DOCUMENT SEGMENT:
In this article, we will be discussing measuring Accuracy in Data Mining in SQL Server. We have discussed all the Data mining techniques that are available in SQL Server in a series of articles. The discussed techniques were Naïve Bayes, Decision Trees, Time Series, Association Rules, Clustering, Linear Regression, Neural Network, Sequence Clustering. Data mining is a predicting technique using the existing pattern. It is obvious that we won’t be able to predict 100% accurately. However, since we are using data mining outcomes for better business decisions, the result should have better accuracy. If the accuracy is very low, we tend not to use those data mining models. Therefore, it is essential to find out how accurate your data mining models are.
Accuracy in Classification Models
Out of the nine data mining models in SQL Server, three of them can be considered as classification models. The Classification models are Naïve Bayes Decision Trees, Neural Network. Though the logistic regression is a regression technique, that can be used for a classification problem as well. Since you have four models as a solution for the classification problem, we need to look at which algorithm should be selected to use. Obviously, you need to select the most accurate data mining model. To evaluate which algorithm to use, an accuracy test should be done.
Let us create simple four models using Naïve Bayes, Decision Trees, Logistic Regression, and Neural Network algorithms for measuring Accuracy in Data Mining.
Setting up the Data Mining Project
First, as we did during the previous article, we need to create a connection to the database, AdventureWorksDW after creating an SSAS project using SQL Server Data Tools.
Next, we need to create the data source view and we need to add, vTargetMail view to the data source view.
Then, we will be creating a mining model choosing the Decision Tree algorithm and we will add the rest of the three algorithms later.
During the Data Mining project creation, Create a Testing Data Set is an important option for accuracy. This screen was ignored in the previous articles but it plays an important role during the Accuracy Measuring in data mining.

RAW DATA:
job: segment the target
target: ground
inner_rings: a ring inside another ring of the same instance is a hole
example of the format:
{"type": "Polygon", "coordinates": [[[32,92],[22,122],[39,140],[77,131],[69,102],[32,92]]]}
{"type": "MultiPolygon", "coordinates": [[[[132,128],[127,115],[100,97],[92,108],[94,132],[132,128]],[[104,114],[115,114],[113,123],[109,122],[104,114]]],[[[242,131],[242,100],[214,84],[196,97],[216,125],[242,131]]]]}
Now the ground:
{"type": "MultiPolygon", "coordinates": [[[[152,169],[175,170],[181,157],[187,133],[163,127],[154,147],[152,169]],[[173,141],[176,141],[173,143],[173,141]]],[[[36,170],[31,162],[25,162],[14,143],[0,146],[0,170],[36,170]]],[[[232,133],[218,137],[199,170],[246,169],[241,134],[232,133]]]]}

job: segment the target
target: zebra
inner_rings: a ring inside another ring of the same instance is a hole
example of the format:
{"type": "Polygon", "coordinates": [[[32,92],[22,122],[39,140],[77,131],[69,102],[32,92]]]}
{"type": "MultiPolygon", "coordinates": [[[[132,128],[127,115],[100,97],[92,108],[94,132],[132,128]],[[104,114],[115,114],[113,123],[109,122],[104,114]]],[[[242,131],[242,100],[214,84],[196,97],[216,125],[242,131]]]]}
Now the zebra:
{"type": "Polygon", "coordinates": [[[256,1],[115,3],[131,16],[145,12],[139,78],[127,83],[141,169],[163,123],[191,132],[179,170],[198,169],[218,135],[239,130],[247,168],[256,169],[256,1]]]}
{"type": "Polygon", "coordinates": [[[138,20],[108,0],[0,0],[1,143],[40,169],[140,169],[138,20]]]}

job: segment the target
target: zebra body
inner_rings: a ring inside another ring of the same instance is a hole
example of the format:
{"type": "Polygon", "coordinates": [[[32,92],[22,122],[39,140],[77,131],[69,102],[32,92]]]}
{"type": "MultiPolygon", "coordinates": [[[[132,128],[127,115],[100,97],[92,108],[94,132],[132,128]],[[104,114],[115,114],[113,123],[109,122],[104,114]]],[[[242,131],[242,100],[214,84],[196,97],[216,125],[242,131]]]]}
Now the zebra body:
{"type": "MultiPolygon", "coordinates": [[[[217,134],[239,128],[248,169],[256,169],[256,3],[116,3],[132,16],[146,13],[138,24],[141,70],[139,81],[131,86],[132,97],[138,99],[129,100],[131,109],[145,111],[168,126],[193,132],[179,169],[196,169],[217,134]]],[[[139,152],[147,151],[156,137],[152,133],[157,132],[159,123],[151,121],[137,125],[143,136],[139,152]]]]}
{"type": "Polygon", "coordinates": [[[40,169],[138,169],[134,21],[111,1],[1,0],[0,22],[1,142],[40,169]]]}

EXERCISE: Copy the passage on measuring data mining accuracy, starting with "Setting up the" and going on through "three algorithms later.", substituting "AdventureWorks" for "AdventureWorksDW".

OUTPUT OF THE TASK:
Setting up the Data Mining Project
First, as we did during the previous article, we need to create a connection to the database, AdventureWorks after creating an SSAS project using SQL Server Data Tools.
Next, we need to create the data source view and we need to add, vTargetMail view to the data source view.
Then, we will be creating a mining model choosing the Decision Tree algorithm and we will add the rest of the three algorithms later.